**Natural language region descriptions**

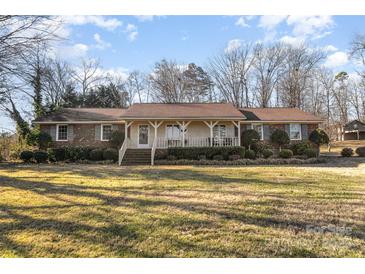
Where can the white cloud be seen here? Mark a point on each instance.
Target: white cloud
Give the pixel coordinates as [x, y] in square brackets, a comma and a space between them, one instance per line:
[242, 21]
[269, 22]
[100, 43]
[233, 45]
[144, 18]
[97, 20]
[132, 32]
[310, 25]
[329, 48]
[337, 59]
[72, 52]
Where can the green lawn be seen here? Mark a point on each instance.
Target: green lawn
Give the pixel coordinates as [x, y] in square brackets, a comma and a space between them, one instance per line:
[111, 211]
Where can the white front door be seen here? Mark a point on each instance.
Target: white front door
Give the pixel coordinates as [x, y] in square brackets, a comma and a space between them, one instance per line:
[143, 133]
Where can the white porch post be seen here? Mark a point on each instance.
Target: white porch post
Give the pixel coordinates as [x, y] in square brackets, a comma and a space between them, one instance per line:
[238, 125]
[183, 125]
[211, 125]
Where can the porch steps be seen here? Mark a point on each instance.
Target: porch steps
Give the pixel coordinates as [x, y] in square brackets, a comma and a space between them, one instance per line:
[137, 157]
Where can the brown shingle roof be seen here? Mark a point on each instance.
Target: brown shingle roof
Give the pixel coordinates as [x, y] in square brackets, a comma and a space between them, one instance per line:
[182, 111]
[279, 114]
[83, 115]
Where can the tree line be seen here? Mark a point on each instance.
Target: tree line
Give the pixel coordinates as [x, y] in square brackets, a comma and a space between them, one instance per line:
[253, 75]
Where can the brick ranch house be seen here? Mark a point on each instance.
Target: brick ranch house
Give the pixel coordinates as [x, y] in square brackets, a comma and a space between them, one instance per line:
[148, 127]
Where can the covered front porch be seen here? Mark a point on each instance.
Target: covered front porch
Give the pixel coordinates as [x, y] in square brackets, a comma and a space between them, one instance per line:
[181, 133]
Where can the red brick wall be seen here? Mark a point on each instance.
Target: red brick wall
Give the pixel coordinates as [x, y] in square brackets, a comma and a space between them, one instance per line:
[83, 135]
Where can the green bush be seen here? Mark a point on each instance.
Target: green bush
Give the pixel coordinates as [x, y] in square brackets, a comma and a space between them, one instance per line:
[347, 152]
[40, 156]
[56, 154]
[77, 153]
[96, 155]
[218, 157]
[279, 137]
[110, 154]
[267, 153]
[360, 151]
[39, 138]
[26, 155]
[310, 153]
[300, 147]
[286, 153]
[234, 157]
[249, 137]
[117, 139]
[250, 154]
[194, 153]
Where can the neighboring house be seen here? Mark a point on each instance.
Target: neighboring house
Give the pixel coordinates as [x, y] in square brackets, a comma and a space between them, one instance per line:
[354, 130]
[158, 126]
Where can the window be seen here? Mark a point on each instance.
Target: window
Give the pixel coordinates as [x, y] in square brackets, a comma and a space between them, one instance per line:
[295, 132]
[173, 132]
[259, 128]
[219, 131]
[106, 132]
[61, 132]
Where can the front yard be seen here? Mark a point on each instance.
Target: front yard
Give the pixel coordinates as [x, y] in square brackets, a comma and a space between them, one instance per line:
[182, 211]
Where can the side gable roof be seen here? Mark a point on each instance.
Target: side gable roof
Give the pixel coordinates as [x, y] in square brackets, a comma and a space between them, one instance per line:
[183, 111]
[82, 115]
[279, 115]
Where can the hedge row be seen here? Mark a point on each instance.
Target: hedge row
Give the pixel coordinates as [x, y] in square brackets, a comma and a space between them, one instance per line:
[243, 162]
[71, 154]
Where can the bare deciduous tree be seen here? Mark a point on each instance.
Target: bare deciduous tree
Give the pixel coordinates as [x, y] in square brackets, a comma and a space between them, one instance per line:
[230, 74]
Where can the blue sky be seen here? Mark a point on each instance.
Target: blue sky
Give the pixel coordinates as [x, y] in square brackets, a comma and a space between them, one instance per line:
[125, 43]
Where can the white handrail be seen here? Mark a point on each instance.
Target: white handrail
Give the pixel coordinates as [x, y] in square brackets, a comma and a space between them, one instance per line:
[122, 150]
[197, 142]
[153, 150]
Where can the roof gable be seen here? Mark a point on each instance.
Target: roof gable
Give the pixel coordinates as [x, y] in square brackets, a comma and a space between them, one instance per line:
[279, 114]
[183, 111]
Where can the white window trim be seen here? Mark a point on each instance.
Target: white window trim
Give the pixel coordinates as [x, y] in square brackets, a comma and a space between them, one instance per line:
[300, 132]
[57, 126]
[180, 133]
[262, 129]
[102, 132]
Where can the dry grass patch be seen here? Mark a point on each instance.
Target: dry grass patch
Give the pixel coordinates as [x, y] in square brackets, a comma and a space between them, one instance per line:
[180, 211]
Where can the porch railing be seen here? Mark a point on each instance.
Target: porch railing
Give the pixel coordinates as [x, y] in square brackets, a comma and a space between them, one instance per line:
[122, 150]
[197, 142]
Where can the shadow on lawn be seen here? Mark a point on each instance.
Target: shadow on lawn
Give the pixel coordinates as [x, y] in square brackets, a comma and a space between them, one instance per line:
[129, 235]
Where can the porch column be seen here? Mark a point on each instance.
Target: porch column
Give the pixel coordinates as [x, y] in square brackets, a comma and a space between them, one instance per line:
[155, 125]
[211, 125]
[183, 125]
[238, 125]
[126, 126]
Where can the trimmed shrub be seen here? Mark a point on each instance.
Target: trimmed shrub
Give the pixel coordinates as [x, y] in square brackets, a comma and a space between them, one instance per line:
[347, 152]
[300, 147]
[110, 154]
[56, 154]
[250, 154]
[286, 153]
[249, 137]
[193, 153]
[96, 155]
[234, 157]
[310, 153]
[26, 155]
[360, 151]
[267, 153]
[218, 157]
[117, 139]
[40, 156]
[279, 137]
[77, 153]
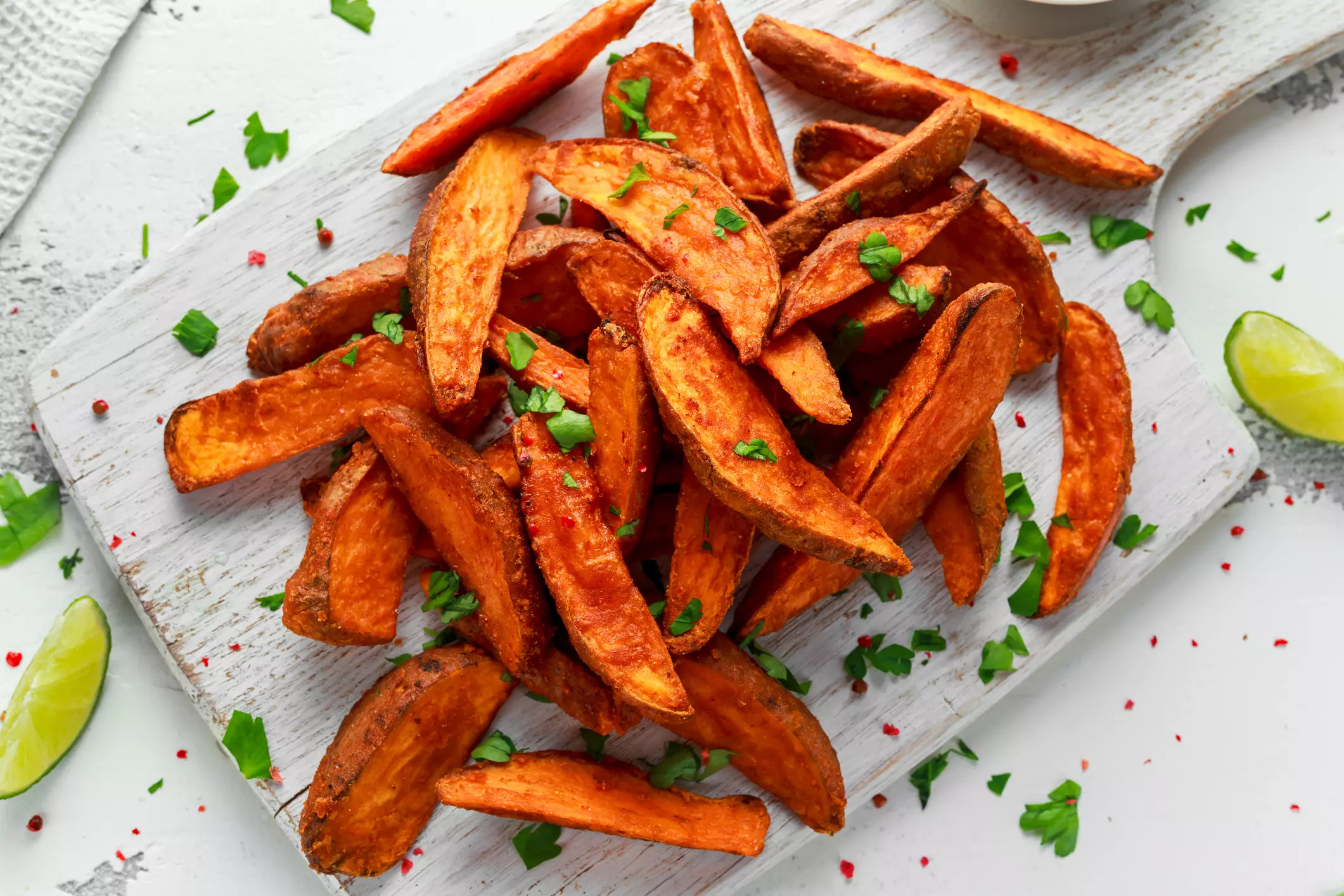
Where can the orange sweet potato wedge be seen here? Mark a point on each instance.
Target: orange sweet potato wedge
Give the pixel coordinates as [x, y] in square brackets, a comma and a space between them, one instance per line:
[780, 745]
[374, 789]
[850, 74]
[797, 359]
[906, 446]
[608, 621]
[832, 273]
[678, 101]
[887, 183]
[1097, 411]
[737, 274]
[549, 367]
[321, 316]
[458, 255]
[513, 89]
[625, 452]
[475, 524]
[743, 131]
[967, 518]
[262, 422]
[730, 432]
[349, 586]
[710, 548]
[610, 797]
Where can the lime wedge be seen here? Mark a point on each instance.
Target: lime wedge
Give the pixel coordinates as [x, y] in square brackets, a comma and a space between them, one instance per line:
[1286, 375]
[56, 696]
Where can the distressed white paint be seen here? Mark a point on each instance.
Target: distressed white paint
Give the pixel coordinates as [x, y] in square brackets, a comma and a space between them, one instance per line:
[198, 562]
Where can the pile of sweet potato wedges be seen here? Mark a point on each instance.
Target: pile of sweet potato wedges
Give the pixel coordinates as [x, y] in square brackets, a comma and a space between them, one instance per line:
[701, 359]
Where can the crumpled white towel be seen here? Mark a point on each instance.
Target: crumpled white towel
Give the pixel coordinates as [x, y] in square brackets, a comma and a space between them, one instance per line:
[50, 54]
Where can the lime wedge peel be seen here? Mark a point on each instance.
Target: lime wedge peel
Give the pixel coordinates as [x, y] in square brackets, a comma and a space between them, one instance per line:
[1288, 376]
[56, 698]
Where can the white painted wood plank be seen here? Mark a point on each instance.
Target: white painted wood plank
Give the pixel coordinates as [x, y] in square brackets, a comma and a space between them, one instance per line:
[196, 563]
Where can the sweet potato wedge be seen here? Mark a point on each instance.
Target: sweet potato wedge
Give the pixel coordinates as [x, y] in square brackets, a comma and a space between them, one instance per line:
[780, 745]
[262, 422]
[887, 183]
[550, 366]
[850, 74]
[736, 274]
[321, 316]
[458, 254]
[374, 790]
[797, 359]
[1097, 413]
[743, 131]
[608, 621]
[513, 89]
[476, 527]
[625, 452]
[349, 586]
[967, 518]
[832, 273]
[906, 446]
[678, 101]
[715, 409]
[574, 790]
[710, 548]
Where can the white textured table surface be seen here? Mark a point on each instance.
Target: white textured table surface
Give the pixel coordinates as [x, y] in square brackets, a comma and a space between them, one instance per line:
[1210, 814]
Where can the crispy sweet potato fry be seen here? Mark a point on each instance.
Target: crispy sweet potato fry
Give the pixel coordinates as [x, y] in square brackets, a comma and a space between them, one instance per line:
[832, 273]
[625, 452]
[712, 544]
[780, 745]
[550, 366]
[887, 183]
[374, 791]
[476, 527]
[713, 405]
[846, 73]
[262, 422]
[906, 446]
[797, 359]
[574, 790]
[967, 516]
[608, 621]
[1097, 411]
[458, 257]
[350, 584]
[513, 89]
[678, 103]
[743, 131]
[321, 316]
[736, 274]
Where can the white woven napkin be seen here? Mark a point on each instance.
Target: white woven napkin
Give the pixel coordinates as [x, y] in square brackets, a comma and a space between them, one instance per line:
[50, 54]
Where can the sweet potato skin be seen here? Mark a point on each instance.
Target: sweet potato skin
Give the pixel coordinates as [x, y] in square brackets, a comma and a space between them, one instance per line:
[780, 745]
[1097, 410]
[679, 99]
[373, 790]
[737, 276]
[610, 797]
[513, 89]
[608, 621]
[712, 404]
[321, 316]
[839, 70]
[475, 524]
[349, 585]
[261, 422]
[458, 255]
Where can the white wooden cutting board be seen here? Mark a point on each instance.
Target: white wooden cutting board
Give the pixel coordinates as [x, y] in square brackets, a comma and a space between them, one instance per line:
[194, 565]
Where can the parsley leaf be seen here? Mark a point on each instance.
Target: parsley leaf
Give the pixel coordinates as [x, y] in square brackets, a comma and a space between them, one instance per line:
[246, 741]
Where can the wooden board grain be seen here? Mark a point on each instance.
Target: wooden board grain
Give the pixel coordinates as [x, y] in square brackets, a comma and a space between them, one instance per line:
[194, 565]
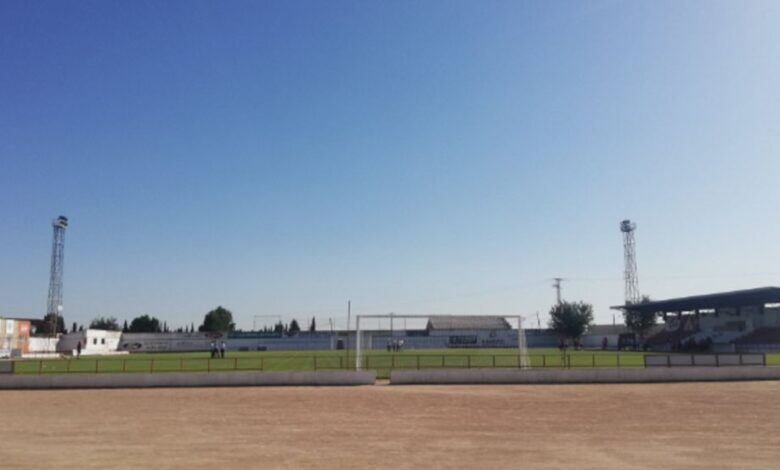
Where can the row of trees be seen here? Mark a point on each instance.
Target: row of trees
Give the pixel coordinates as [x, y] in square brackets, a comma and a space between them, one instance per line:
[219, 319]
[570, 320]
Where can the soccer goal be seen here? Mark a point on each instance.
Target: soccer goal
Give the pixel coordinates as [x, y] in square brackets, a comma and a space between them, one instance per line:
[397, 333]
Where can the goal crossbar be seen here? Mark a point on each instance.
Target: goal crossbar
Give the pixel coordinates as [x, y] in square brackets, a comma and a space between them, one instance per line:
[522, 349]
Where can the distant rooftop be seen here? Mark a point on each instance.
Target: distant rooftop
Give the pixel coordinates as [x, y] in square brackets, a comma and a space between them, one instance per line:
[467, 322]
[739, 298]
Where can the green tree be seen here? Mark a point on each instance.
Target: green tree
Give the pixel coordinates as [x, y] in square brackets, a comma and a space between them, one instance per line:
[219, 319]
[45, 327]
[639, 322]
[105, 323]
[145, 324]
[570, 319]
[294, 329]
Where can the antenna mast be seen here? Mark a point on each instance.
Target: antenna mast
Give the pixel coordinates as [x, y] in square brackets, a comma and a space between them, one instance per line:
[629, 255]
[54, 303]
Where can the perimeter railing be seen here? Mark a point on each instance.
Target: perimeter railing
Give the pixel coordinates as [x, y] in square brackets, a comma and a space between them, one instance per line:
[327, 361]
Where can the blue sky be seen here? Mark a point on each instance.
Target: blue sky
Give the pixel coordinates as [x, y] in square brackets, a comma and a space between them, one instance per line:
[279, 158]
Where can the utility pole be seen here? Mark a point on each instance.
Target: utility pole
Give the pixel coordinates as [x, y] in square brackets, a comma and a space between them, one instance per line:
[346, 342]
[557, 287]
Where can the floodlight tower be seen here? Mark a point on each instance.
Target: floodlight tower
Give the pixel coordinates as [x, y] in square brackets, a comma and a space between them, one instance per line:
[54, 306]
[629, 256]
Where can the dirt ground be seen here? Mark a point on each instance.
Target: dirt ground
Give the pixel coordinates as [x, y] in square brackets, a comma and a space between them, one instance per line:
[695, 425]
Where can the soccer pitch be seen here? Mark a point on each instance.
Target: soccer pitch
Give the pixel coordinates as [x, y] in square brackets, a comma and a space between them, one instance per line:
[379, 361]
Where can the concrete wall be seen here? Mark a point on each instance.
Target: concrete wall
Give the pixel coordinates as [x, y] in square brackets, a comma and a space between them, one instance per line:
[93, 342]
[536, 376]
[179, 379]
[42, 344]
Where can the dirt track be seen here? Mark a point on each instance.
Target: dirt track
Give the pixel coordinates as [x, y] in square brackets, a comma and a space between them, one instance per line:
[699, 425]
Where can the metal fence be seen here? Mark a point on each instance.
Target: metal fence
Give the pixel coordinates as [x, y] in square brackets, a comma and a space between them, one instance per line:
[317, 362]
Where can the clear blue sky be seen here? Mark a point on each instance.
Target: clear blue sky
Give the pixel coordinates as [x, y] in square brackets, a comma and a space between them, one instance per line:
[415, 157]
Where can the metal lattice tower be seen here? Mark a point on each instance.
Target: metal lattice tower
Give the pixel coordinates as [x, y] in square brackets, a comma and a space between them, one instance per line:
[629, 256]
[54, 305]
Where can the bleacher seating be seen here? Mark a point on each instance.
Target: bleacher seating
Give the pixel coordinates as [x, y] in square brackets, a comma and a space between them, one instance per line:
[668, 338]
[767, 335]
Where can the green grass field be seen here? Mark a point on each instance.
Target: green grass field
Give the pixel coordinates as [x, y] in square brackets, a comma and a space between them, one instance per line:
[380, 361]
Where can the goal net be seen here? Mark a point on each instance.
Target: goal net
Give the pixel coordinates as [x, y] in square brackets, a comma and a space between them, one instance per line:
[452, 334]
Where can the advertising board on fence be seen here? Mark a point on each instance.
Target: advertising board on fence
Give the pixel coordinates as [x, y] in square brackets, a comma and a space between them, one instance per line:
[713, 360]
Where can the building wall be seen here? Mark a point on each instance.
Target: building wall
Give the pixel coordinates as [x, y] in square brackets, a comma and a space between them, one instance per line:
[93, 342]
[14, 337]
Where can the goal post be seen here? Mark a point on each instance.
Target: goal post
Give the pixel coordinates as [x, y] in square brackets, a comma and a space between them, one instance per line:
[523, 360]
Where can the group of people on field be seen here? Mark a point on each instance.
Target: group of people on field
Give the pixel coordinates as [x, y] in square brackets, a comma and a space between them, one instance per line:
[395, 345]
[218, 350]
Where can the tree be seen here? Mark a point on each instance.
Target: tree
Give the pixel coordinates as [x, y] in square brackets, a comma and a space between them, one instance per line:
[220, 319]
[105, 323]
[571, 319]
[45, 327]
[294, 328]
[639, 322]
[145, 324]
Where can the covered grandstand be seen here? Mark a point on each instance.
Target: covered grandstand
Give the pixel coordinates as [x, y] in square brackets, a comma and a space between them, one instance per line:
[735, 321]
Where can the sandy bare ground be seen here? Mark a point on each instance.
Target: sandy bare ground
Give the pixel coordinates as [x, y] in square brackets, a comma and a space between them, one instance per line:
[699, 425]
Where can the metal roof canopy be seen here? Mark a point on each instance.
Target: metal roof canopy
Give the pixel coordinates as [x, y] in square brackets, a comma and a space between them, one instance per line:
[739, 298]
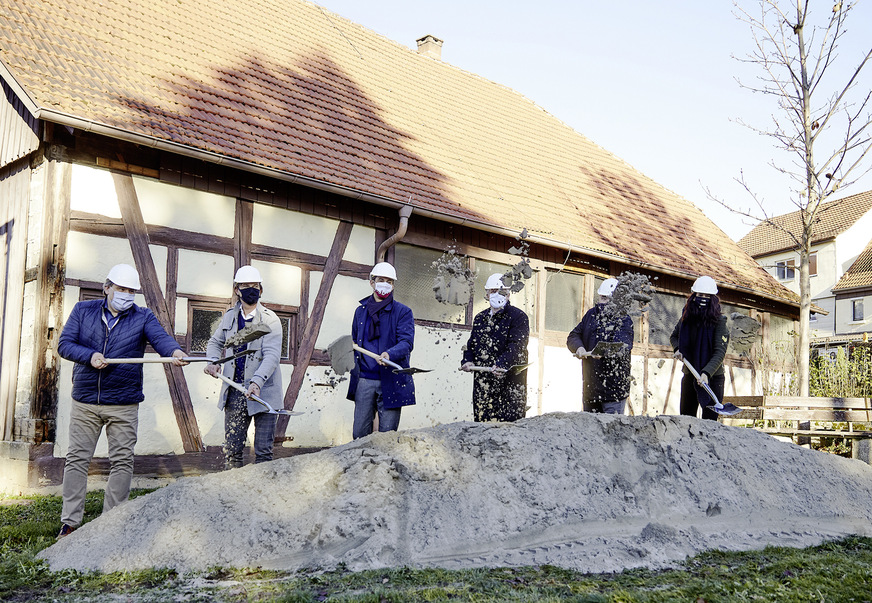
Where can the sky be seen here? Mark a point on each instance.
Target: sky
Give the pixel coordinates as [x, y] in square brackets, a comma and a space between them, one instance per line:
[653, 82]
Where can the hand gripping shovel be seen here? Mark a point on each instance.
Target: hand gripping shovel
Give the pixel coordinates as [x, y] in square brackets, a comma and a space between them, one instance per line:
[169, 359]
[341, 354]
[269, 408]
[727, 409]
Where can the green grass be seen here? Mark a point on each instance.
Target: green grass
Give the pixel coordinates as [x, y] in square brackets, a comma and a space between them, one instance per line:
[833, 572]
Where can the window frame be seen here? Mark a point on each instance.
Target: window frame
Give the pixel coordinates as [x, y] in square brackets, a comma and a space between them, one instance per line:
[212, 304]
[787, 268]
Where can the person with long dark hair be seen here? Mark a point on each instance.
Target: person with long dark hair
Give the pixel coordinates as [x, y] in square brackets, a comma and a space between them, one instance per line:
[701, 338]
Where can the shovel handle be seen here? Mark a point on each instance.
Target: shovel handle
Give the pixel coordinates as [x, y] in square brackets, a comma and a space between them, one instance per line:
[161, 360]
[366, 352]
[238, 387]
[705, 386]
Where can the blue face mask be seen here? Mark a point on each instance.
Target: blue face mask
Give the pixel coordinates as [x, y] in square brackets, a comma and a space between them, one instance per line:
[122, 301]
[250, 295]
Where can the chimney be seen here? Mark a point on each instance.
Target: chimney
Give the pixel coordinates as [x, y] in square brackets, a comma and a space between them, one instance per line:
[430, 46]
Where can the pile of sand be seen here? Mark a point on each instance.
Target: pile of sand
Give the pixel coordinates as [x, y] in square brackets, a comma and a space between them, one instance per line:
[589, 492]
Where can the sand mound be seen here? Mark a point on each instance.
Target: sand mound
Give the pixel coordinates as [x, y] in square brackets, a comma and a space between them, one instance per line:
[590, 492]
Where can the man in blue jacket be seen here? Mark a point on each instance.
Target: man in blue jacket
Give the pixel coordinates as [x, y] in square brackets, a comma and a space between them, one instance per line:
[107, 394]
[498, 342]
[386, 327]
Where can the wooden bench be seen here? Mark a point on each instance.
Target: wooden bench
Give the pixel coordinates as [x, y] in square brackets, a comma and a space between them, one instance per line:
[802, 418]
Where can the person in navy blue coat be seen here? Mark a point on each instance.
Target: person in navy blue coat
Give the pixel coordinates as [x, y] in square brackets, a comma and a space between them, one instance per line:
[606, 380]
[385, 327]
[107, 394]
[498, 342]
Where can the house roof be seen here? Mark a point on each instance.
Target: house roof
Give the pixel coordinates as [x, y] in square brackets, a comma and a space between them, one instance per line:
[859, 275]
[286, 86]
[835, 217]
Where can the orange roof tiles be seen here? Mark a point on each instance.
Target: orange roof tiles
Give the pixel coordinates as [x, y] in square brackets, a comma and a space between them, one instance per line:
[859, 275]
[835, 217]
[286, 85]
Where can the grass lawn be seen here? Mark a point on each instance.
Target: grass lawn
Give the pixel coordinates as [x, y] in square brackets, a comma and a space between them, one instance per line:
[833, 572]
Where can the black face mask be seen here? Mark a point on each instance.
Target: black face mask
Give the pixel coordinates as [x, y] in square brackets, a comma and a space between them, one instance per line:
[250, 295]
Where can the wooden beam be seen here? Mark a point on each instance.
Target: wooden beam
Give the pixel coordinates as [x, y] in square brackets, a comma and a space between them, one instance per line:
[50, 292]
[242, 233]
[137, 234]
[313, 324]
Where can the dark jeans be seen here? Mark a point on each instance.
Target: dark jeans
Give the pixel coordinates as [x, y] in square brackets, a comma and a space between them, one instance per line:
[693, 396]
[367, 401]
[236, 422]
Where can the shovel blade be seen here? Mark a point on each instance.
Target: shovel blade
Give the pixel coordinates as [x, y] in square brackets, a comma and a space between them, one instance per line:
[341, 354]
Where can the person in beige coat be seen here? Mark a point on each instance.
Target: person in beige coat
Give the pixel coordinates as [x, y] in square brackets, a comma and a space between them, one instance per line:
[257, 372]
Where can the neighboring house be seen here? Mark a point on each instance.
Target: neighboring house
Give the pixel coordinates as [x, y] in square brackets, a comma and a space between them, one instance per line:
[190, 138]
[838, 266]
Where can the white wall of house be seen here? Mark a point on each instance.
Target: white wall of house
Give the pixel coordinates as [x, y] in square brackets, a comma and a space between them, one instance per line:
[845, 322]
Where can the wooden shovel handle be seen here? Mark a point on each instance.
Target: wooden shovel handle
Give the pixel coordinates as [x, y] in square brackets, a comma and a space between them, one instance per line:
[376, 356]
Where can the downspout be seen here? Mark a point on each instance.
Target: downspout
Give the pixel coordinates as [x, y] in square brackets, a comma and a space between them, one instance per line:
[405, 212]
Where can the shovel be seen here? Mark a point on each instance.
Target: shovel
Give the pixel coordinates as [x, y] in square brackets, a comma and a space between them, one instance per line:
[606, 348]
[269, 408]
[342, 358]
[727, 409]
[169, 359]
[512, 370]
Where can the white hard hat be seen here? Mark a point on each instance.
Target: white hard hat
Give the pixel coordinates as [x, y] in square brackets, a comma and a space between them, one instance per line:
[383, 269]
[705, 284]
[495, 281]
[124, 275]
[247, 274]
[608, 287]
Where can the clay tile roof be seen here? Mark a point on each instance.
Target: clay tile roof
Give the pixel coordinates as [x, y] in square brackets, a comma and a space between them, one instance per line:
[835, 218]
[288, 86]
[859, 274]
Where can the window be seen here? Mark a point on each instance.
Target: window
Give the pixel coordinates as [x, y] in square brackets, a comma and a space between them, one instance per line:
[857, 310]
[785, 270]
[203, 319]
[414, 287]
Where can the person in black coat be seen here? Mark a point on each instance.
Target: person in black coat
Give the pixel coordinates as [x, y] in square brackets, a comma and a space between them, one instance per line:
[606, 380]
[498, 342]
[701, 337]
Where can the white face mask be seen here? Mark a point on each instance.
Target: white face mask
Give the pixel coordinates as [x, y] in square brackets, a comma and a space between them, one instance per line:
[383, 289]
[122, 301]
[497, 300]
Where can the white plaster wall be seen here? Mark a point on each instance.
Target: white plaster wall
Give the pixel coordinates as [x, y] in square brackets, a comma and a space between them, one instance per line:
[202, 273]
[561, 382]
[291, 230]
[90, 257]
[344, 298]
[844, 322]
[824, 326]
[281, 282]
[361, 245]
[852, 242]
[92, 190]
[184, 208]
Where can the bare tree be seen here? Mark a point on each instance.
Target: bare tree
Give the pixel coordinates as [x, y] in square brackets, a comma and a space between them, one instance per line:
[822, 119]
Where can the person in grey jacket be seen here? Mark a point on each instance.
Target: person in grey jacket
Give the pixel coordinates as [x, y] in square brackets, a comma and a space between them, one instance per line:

**EXERCISE BRIEF**
Filter the entries down to the lines that include the string "tiles".

**RESULT OF THIS EXERCISE**
Where can the orange roof tiles be seen here? Mark a point on each instance.
Target: orange roof tiles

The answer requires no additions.